EXTRACT PROVIDED:
◆ ◆ ◆ ◆ ◆

There remains one reason against the Suffrage, which certainly has more force than all the others put together: I mean the instinctive love of dominion. Most men like to be cock of the walk somewhere, and home is generally the only place where they get a chance. They dread that in an equal contest they might fail to maintain the lead, and they therefore insist that the matrimonial race shall continue to be a handicap. For this reason, many men who are willing enough that spinsters and widows should have votes are most unwilling that married women should, because they do not wish to lose the one corner where they have mastery. Against this state of mind it is useless to bring mere arguments. It has been partially overcome among educated people by novelists and playwrights; but among the uneducated it is still rampant. While it is the most serious obstacle with which advocates of women’s suffrage have to contend, it must also be said that one of the gains to be expected from women’s suffrage is that it will tend to substitute for the somewhat brutal desire for mastery a cooperation which cannot fail to develop the intelligence and the good will of both parties.

◆ ◆ ◆ ◆ ◆

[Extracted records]
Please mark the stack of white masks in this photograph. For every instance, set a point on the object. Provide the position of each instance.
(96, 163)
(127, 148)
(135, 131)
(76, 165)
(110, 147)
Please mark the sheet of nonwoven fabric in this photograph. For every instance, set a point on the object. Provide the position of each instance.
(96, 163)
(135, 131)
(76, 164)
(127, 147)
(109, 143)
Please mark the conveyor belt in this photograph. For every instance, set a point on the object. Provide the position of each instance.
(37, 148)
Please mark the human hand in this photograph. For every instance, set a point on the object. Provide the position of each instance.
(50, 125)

◆ ◆ ◆ ◆ ◆

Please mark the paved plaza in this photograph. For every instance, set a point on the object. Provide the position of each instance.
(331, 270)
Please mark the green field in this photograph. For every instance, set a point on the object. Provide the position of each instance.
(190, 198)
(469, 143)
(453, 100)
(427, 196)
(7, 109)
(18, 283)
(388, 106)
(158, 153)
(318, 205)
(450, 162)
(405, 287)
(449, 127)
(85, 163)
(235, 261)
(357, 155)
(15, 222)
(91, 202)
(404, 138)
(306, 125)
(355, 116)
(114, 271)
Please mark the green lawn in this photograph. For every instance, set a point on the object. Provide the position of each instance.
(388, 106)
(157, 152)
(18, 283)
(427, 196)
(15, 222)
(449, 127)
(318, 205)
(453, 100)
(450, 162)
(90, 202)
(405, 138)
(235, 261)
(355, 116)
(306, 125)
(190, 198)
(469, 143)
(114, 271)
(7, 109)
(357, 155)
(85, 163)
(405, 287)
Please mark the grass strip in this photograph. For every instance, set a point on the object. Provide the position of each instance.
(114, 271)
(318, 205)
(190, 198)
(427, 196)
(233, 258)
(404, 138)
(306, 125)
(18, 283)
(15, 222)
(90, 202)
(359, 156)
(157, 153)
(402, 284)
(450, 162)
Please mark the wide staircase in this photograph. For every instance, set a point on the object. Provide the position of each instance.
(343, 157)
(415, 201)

◆ ◆ ◆ ◆ ◆

TASKS TO CARRY OUT:
a - According to the suffrage passage, what reason against the Suffrage has more force than all the others put together?
b - Please say whether each statement agrees with the suffrage passage, answering yes or no and quoting the deciding words: (i) Many men who accept votes for spinsters and widows object to votes for married women. (ii) Arguments work well against the love of dominion. (iii) Among the uneducated, this love of dominion has been largely overcome.

WRITTEN ANSWERS:
a - The instinctive love of dominion.

b -
(i) Yes: "many men who are willing enough that spinsters and widows should have votes are most unwilling that married women should"
(ii) No: "Against this state of mind it is useless to bring mere arguments."
(iii) No: "among the uneducated it is still rampant"